Dataset records

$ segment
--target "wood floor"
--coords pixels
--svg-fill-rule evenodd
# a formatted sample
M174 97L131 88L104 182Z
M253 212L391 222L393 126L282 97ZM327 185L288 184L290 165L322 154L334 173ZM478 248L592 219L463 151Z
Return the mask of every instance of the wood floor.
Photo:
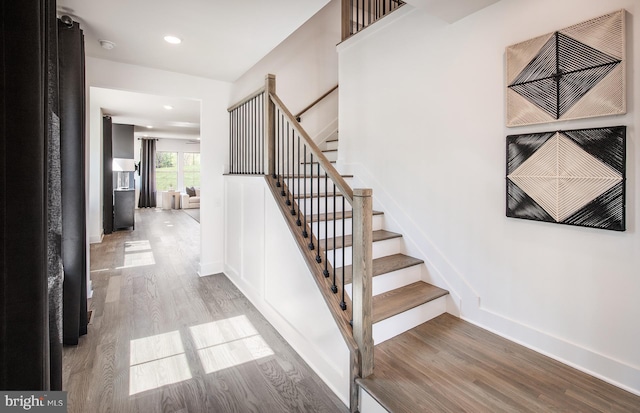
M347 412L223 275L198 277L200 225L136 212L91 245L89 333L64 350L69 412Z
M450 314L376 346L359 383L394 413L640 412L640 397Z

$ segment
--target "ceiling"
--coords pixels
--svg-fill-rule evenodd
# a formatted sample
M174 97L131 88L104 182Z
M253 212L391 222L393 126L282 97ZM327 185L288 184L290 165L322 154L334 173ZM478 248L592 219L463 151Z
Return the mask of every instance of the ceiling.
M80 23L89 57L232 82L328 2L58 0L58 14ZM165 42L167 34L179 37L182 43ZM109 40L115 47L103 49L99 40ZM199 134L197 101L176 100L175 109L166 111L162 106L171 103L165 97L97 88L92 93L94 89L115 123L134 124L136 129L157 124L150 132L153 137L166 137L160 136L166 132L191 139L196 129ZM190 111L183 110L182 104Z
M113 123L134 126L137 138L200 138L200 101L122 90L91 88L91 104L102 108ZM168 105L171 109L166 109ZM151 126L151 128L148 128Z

Work instructions
Return each entry exactly as it appears above, but exclude the pictures.

Response area
$ segment
--target "wood floor"
--coords pixels
--svg-fill-rule evenodd
# a formatted sample
M174 97L131 88L104 182Z
M253 212L391 222L393 126L282 97ZM327 185L288 184L290 165L322 154L334 173ZM478 248L592 219L463 151Z
Return the mask of every instance of the wood floor.
Photo:
M347 412L223 275L198 277L200 225L136 212L91 245L89 333L64 350L69 412Z
M450 314L376 346L359 383L394 413L640 412L640 397Z

$ segment
--target "ceiling"
--coords pixels
--svg-fill-rule evenodd
# a formatted sample
M174 97L131 88L104 182Z
M253 212L391 222L393 126L282 97ZM327 185L288 184L290 165L322 154L334 173ZM478 248L592 219L463 151Z
Return the mask of every instance of the ceiling.
M80 23L89 57L232 82L328 2L58 0L58 14ZM165 42L167 34L179 37L182 43ZM109 40L115 47L103 49L99 40ZM199 134L197 101L176 100L175 109L166 111L162 106L171 103L165 97L97 88L92 93L94 89L115 123L134 124L136 129L157 124L150 132L153 137L166 137L160 136L166 132L191 139L196 129ZM190 111L183 110L182 104Z
M113 123L134 126L137 138L200 138L200 101L122 90L91 88L91 104L102 108ZM168 105L171 109L166 109ZM151 126L151 128L148 128Z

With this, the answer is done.